Point annotation dataset rows:
────────

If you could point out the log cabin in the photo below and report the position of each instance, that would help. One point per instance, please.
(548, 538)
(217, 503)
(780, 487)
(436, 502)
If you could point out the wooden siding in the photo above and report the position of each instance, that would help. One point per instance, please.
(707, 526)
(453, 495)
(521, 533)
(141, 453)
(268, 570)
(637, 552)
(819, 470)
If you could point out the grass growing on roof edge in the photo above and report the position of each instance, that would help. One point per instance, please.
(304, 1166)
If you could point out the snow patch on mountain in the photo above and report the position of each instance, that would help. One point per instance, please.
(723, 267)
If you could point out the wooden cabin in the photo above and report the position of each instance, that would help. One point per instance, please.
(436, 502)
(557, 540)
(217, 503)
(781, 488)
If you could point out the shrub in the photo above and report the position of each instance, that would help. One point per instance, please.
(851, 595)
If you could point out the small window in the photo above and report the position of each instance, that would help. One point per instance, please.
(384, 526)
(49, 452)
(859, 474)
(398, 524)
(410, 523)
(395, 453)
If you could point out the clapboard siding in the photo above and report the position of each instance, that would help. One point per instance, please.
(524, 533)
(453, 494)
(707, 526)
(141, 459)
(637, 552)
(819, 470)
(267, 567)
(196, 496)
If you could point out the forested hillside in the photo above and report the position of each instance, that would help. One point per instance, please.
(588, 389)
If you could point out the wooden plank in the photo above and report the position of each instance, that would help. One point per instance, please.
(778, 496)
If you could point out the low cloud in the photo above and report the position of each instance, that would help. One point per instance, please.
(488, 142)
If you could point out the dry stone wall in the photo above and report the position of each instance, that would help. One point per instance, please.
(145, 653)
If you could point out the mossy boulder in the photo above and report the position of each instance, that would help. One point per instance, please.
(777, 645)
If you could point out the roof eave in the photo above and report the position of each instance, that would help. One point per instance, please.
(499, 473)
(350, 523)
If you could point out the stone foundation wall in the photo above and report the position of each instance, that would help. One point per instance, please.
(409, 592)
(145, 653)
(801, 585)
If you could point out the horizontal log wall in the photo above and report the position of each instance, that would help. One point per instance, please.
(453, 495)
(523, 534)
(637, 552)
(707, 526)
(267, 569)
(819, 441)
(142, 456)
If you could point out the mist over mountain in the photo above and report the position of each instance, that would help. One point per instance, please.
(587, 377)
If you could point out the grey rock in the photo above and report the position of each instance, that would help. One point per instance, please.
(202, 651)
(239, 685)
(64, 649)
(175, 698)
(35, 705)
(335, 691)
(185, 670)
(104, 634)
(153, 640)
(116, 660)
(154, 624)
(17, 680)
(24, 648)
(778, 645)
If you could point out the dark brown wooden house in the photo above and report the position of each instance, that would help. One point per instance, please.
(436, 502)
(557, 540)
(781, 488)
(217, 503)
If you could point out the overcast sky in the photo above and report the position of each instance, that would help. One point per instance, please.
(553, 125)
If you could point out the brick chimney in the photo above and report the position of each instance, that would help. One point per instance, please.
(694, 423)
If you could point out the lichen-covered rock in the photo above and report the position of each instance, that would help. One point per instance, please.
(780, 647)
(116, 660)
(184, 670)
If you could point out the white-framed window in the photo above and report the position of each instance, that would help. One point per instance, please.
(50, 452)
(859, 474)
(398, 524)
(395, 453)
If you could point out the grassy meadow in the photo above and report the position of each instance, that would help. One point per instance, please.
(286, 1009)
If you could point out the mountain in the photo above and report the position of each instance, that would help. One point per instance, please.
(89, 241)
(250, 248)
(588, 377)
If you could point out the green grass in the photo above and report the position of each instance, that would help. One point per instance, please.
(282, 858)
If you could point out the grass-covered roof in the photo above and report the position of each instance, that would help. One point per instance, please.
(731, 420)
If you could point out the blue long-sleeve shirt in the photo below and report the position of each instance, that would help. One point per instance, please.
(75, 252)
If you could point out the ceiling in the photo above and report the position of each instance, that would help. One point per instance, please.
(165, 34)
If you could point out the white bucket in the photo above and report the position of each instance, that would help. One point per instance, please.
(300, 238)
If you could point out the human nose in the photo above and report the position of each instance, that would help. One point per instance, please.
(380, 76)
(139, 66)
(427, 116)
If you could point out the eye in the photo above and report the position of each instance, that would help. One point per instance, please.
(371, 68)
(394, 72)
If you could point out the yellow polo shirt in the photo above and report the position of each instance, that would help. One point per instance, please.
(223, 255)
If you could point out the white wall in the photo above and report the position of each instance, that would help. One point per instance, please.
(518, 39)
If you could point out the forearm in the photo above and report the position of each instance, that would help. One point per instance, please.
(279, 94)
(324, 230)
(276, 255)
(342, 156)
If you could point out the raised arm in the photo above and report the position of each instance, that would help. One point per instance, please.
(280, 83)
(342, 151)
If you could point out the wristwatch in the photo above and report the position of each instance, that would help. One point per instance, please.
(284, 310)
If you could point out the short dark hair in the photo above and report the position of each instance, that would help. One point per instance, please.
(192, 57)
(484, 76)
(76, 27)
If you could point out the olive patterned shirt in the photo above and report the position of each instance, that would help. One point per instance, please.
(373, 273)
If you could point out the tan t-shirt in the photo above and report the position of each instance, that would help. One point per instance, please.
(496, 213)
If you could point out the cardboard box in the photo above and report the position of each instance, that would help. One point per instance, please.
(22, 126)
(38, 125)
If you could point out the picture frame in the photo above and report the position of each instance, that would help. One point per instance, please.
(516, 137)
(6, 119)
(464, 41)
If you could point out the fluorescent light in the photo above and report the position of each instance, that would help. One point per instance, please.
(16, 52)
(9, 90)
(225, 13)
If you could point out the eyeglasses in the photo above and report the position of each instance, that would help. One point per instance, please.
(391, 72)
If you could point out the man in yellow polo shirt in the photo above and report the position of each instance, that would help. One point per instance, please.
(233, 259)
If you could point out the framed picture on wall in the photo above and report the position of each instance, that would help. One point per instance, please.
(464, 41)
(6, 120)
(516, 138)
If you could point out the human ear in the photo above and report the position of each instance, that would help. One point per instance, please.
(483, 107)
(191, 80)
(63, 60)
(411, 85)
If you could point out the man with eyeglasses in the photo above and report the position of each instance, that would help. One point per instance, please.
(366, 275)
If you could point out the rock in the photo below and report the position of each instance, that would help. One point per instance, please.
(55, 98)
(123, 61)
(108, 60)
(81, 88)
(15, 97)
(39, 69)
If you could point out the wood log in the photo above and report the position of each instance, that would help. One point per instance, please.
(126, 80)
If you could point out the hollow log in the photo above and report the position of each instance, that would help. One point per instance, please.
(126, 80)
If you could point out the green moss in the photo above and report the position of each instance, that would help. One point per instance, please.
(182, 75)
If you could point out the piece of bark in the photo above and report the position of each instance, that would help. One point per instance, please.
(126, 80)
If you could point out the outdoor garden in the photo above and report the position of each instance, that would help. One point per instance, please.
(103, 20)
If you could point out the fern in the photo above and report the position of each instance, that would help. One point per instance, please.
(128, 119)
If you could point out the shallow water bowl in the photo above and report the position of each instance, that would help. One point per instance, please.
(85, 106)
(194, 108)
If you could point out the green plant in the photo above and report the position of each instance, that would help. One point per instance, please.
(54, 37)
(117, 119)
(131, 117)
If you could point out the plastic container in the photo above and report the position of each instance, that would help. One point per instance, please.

────────

INSTRUCTION:
Reproduce the rows above, swapping every "report the position" for "give the location" and keeping everything else unchanged.

CORRECT OUTPUT:
If you could point out the log cabin in the photo below and give the location of each instance, that would help. One point per instance, please.
(548, 538)
(217, 503)
(780, 487)
(436, 502)
If you could point out the wooden siding in the photo above and give the location of each instance, that would help. One point per instance, please.
(707, 526)
(453, 495)
(521, 533)
(141, 453)
(268, 570)
(637, 552)
(819, 470)
If you could point out the grass growing on roof edge in the photo above and give the location of each instance, that would help. One point per instance, please.
(304, 1166)
If you could point out the snow patch on mountain in the photo above and give the location of each instance, that would help. One point per instance, please.
(723, 267)
If you could point out the wooden cabin in the photo above and give the location of each instance, that would help. One point per instance, please.
(436, 502)
(557, 540)
(217, 503)
(781, 488)
If you could point out the shrub in the photo above and give the location of each instance, that would help. One point per instance, please.
(851, 595)
If you could point out the small window in the photo above and give the location of each instance, that would help. One point per instance, please.
(384, 526)
(49, 452)
(859, 474)
(398, 524)
(410, 523)
(395, 453)
If you could point out the clapboard siding in the photo above and give the location of each instance, that would help. One point per instance, please.
(524, 533)
(453, 494)
(707, 526)
(141, 459)
(637, 552)
(819, 470)
(267, 567)
(196, 496)
If you could point out the forested hillside in the photo above and give the location of each instance, that would help. One point per instance, please.
(588, 389)
If you could point out the wooden plank in the photo above and give the location of each instance, that would help. One point per instance, please.
(778, 496)
If you could point out the low cloud in the photo above and give the location of each instance, that would help. One point per instance, please.
(488, 142)
If you could point out the dry stone wall in the photo above and give the location of each instance, that would help. One point per instance, please.
(145, 653)
If you could point out the mossy boulder in the photo above and give the location of each instance, that would help. One point per instance, please.
(777, 645)
If you could point out the roof eave in the photo above and give the location of each instance, that would help. One point per instance, please.
(499, 473)
(350, 523)
If you could point out the stone foundation wall in the photo above and give the location of each instance, that would help. One point per instance, please.
(409, 592)
(145, 653)
(801, 585)
If you could point out the horizontal log wall in the photo above and give the location of each instance, that would help. One point per instance, please.
(453, 495)
(523, 534)
(637, 552)
(707, 526)
(267, 569)
(819, 441)
(142, 456)
If you could point out the mist over mountain in the photo above and give the location of each instance, that would help. One point per instance, please.
(587, 377)
If you could point out the grey rock in the photo above and give the location of each instance, that would help. One point per instance, please.
(202, 651)
(239, 685)
(64, 649)
(175, 698)
(35, 705)
(335, 691)
(185, 670)
(104, 634)
(153, 640)
(116, 660)
(154, 624)
(17, 680)
(24, 648)
(778, 645)
If you could point out the dark brown wooden house in the photo above and give the location of each instance, that would help. One point per instance, please.
(436, 502)
(557, 540)
(781, 488)
(217, 503)
If you could point out the overcast sky in the photo above and give the location of each instance, that would help. One point per instance, please.
(553, 125)
If you could point out the brick chimney in the photo above and give the location of each instance, that would help. One point per instance, please.
(694, 423)
If you could point out the lichen-covered rock in the photo above and give the location of each instance, that would help. One point per instance, please.
(780, 647)
(116, 660)
(184, 670)
If you could point out the white-framed window in the photo above and give the location of each instance, that would help. One point per instance, please.
(50, 452)
(859, 474)
(398, 524)
(395, 453)
If you could point out the grassy meadow in the photo above and give the location of each instance, that would help. One point per instance, please.
(286, 1009)
If you could point out the mountain in the photo above and give the location of each instance, that would help. One point per instance, please.
(89, 241)
(250, 248)
(588, 377)
If you could point out the green grass in the photo above and give the location of each instance, that would help. One point per instance, please.
(282, 858)
If you could point out the grass-covered roof in the photo above and give the location of each instance, that would help. One point per instance, please.
(731, 420)
If you could point out the blue long-sleeve shirt in the photo below and give the location of each instance, that would help. One point per instance, please.
(75, 252)
If you could point out the ceiling in the photo above and give the location of each instance, that would help. One point per instance, please.
(165, 34)
If you could point out the white bucket in the photo above and give the location of each instance, that would help. One point per instance, please.
(300, 238)
If you could point out the human nose in the photo above and give the location of each instance, that would help. One point per instance, please.
(380, 76)
(139, 66)
(427, 116)
If you could point out the eye in the photo above and give the location of each instance, that would help. One point per instance, please.
(371, 68)
(394, 72)
If you could point out the yellow polo shirt in the photo above and give the location of each instance, that would help. One point per instance, please.
(223, 255)
If you could point out the white wall in the photo above and give the location of each instance, that would help. One point per instance, please.
(518, 39)
If you could point out the forearm in the photo above and give the location of each instance, that would help. One point per instance, please.
(279, 94)
(324, 230)
(276, 255)
(342, 156)
If you could point out the raised arm in the photo above and give the location of each instance, that would help. One point per instance, please.
(280, 83)
(342, 151)
If you could point out the wristwatch in the photo above and give the location of each instance, that would help. One point per instance, please.
(284, 310)
If you could point out the short dark hair in the photo above and give the location of each instance, that would help. One point per instance, please.
(192, 57)
(484, 76)
(76, 27)
If you could point out the olive patterned shirt in the photo above and give the location of each instance, that would help. One point per instance, please.
(373, 273)
If you could point out the tan t-shirt in the photo above and give the location of each instance, that would help. One point per instance, please.
(496, 213)
If you could point out the cardboard box in the photo above and give the location of each instance, that would help. One point per instance, please.
(22, 126)
(38, 125)
If you could point out the picture frame in the photo above and give the location of each instance, that would help. One point per instance, please.
(516, 137)
(6, 119)
(464, 41)
If you could point out the fluorescent light in the photo above and give the location of each instance, that would help. One point per instance, please.
(16, 52)
(9, 90)
(225, 13)
If you could point out the eyeglasses in the photo above and give the location of each instance, that would help. One point per instance, please.
(391, 72)
If you could point out the man in yellow polo shirt in the photo above and give the location of each instance, that would help. One point per instance, please.
(233, 259)
If you could point out the framed picture on wall in the photo above and give the location of each instance, that would help. One point per instance, please.
(464, 41)
(6, 120)
(516, 138)
If you could point out the human ear in the photo above and give the location of each instance, that would help. One point per instance, please.
(483, 107)
(191, 80)
(63, 60)
(411, 85)
If you could point out the man with eyeglasses in the photo above and give the location of each instance, that would help. One point per instance, please.
(366, 275)
If you could point out the rock in the photo below and give the location of each instance, that would help. One point per instance, please.
(55, 98)
(123, 61)
(108, 60)
(81, 88)
(15, 97)
(39, 69)
If you could point out the wood log in the photo above and give the location of each instance, that would help. One point per instance, please.
(126, 80)
If you could point out the hollow log in the photo above and give the location of each instance, that would help. One point per instance, please.
(126, 80)
If you could point out the green moss in the photo above and give the location of each instance, that would help. One point per instance, please.
(182, 75)
If you could point out the piece of bark in the photo above and give the location of each instance, that would help. One point per instance, please.
(126, 80)
If you could point out the outdoor garden in the photo above and give the location of each instance, that would help. One point per instance, please.
(103, 20)
If you could point out the fern in the photo above and give the location of each instance, that would help. One point per instance, please.
(128, 119)
If you could point out the shallow water bowl in the photo above and give the location of each instance, that would help. One point per instance, please.
(85, 106)
(194, 108)
If you could point out the green plant in the photo above and give the location of each instance, that would help. One point per instance, please.
(54, 37)
(117, 119)
(131, 117)
If you could point out the plastic container in the photo above and give the location of each instance, that would help. One point per instance, please.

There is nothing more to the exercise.